(Entries from a point annotation set)
- - - - -

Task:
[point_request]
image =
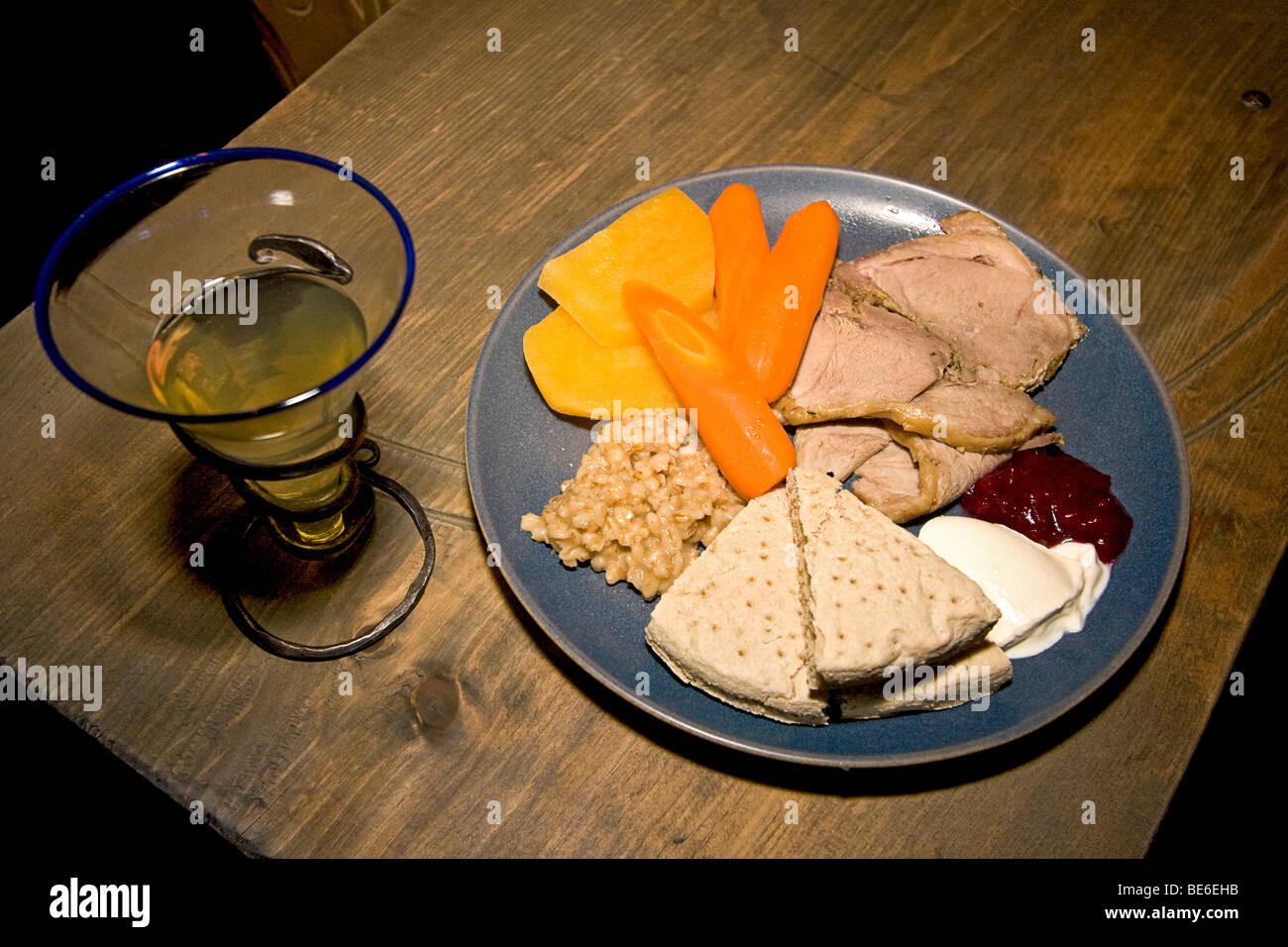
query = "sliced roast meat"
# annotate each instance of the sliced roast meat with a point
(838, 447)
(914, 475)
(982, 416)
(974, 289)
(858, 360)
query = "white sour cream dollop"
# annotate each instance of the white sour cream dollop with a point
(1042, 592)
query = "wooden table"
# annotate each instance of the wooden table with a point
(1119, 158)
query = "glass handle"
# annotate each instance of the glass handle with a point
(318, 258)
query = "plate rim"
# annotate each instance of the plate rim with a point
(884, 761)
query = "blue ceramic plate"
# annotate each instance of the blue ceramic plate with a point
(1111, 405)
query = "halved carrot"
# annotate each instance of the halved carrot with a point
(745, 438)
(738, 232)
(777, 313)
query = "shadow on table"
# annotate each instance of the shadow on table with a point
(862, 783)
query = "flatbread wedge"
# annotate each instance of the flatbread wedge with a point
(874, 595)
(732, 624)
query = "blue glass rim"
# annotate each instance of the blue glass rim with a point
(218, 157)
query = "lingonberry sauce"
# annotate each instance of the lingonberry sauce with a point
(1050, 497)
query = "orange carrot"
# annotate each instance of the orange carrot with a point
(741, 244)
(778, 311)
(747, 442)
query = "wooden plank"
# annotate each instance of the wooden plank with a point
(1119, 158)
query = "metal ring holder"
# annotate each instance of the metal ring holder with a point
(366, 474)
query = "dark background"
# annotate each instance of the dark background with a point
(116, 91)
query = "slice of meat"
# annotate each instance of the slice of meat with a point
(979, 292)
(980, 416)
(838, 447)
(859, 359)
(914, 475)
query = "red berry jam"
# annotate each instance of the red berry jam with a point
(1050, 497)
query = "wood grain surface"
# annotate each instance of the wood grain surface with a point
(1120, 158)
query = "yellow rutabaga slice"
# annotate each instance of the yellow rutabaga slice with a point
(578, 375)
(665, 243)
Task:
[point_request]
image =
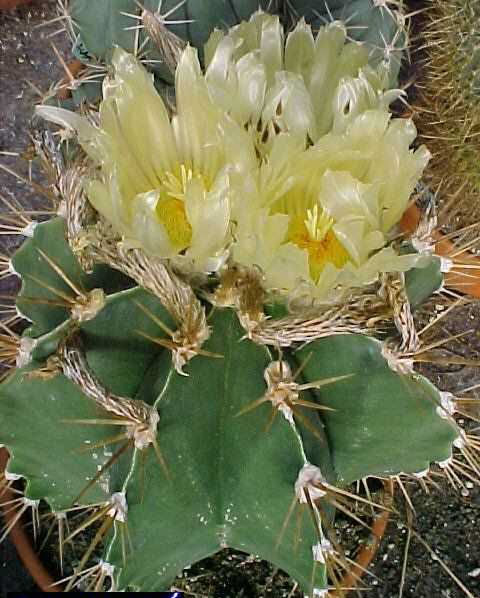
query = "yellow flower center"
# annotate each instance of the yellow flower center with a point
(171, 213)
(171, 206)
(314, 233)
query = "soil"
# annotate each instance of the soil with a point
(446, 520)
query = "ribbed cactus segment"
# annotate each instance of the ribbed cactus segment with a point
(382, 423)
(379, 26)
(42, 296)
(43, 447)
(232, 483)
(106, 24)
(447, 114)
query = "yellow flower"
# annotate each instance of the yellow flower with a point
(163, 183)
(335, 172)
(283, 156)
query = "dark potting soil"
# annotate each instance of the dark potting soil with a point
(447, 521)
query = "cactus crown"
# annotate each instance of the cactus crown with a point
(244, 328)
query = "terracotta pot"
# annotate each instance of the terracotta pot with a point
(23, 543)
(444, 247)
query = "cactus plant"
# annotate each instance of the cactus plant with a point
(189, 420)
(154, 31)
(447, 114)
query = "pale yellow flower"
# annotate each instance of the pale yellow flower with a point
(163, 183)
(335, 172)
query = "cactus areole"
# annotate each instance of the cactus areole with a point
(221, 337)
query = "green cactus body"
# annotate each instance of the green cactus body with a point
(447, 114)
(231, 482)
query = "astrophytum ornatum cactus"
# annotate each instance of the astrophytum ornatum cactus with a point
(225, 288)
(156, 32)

- - - - -

Requirements – In this exercise, set down all of the data exactly, without the pictures.

Solved exercise –
Task:
[point_request]
image =
query = "sliced roast meat"
# annotate each instance of the sliced roast meat with a point
(838, 447)
(914, 475)
(982, 416)
(974, 289)
(858, 360)
query = "white sour cream dollop"
# annotate each instance of the white sour cream dollop with a point
(1042, 592)
query = "wooden table"
# annotate each instance of the wooden table with a point
(1119, 158)
query = "glass handle"
# annotate each instance of the glass handle with a point
(318, 258)
query = "plate rim"
# annotate each instance of the plate rim with a point
(884, 761)
query = "blue ceramic plate"
# annotate each instance of the blue ceramic plate with a point
(1111, 405)
query = "halved carrot"
# annotate each instance of the halved carrot with a point
(745, 438)
(738, 232)
(777, 313)
query = "shadow on table"
# annotate each instance of the shadow on table with a point
(862, 783)
query = "flatbread wedge"
# annotate each instance of the flatbread wedge with a point
(874, 595)
(732, 624)
query = "blue glass rim"
# annotate each instance of the blue glass rim with a point
(218, 157)
query = "lingonberry sauce"
# annotate each instance of the lingonberry sauce with a point
(1050, 497)
query = "orange carrot"
# annotate each instance of the orange carrot with a point
(741, 244)
(778, 311)
(747, 442)
query = "wooden plank"
# annotate each instance of the wooden plank with a point
(1119, 158)
query = "metal ring holder"
# annotate each instance of the metal ring holder with a point
(366, 474)
query = "dark background"
# annotate each instance of the dark background with a point
(116, 91)
query = "slice of meat"
# annotate each instance of the slice of meat with a point
(979, 292)
(980, 416)
(838, 447)
(859, 359)
(914, 475)
query = "red berry jam"
# annotate each instance of the red berry jam with a point
(1050, 497)
query = "wood grain surface"
# annotate each instance of the wood grain surface with a point
(1120, 158)
query = "yellow rutabaga slice"
# annotate each instance of the yellow rutabaga slice with a point
(578, 375)
(665, 243)
Task:
[point_request]
image =
query = "yellow flower center"
# annotate each instance of the yellow flower center with a point
(171, 213)
(171, 206)
(314, 233)
query = "soil"
# annotate each instance of the soil with a point
(446, 520)
query = "ribbed cactus segment"
# annotate each instance of the ribbed cactus segment with a point
(382, 423)
(379, 26)
(42, 296)
(43, 447)
(232, 483)
(106, 24)
(447, 114)
query = "yellow flower"
# annotate each instance of the yellow flower with a point
(163, 183)
(335, 172)
(283, 156)
query = "dark potting soil"
# annotate each instance of the dark potting soil with a point
(447, 521)
query = "cactus crown"
# annotate each instance of the cactus crown with a point
(244, 328)
query = "terracotta pot"
# annotate each instance of the terracotta pot with a point
(23, 543)
(444, 247)
query = "cactus plant"
# annotate each instance of the cactus plant with a point
(189, 420)
(154, 31)
(447, 114)
query = "pale yellow flower"
# annotate each instance of the pale yellow flower with a point
(163, 183)
(335, 172)
query = "cactus areole"
# annotate each instance of the cactus areole with a point
(221, 337)
query = "green cactus body"
# annotate each instance of the green cactus body with a point
(447, 114)
(231, 482)
query = "astrophytum ornatum cactus"
# annotate each instance of the astrophytum ornatum cactus with a point
(225, 288)
(156, 32)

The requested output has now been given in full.